Where the records below reach the line containing "Each <instance> block contains", start transcribing, and end with the line containing "box: [489, 516, 501, 548]", exactly and with nothing else added.
————
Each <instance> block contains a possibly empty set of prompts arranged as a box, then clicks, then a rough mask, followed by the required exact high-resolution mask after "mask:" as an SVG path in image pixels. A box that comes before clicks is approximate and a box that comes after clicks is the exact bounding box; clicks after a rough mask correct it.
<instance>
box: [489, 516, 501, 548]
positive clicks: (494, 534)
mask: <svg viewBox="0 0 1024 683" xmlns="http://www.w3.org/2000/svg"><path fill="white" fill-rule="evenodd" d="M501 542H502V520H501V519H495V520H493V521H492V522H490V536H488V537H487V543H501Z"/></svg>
————
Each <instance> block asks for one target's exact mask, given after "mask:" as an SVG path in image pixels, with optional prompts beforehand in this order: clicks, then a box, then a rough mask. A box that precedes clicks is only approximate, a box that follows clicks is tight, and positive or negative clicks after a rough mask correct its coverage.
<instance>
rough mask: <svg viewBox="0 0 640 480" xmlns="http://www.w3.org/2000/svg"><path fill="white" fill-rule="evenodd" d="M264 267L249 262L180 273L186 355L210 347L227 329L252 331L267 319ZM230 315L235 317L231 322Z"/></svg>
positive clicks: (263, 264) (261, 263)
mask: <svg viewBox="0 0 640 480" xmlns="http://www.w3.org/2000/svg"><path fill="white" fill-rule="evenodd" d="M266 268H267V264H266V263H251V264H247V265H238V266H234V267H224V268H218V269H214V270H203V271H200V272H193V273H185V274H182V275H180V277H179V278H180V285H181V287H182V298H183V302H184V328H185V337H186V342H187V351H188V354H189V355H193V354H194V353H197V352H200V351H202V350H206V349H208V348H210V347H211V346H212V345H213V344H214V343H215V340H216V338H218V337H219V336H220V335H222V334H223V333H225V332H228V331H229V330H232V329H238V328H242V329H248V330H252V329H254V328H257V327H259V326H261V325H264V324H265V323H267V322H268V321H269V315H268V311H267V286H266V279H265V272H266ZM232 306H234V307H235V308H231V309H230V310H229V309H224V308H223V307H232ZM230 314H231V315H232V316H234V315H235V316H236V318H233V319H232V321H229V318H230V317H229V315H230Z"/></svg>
————
**YOUR SOLUTION:**
Each <instance> block contains a possibly empty set of prompts arranged as a box, then clicks, then a rough mask, followed by the required exact high-resolution mask after "mask:" as an SVG path in image pixels. A box that comes before clicks is approximate and a box that comes after clicks is the exact bounding box; clicks after a rough mask correct it.
<instance>
box: [489, 516, 501, 548]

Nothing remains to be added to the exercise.